» **TASK OBJECTIVE**
Could you copy, word for word, the part of the faculty profile below that opens with the words containing "Horning Professor in" and closes with "history of animals."?

» **SELECTED EXCERPT**
--*--

Anita Guerrini

Horning Professor in the Humanities and Professor of History
History
305B Milam Hall
Corvallis, OR 97331
Phone: (541) 737-1308
Fax: (541) 737-1257
CV: [link] Blog: http://blogs.oregonstate.edu/aguerrini/
Anita Guerrini is a historian of the life sciences and
medicine with strong interests in environmental history
and the history of animals.
Background
- Guerrini graduated from Connecticut College (summa cum laude) in 1975 with a major in History and a minor in Music, and went on to earn an MA in Modern History from Oxford University. She studied with Richard S. Westfall at Indiana University where she received a PhD in History and Philosophy of Science in 1983. Before coming to Oregon State she taught at the University of Minnesota and at the University of California, Santa Barbara, where she held a joint appointment in History and Environmental Studies. She has taught a wide variety of courses in the history of science and medicine, in environmental history, and in early modern European history.

--*--

» **INFORMATION SHOWN**

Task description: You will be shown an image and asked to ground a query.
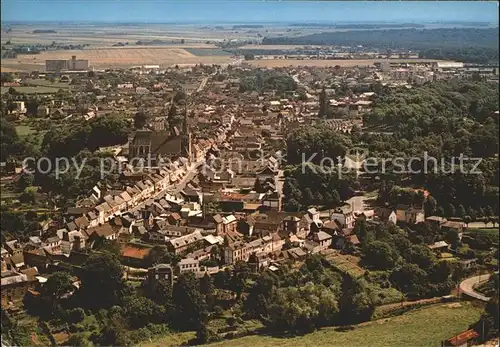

--*--

» **RESULT FOR THIS TASK**
Horning Professor in the Humanities and Professor of History
History
305B Milam Hall
Corvallis, OR 97331
Phone: (541) 737-1308
Fax: (541) 737-1257
CV: [link] Blog: http://blogs.oregonstate.edu/aguerrini/
Anita Guerrini is a historian of the life sciences and
medicine with strong interests in environmental history
and the history of animals.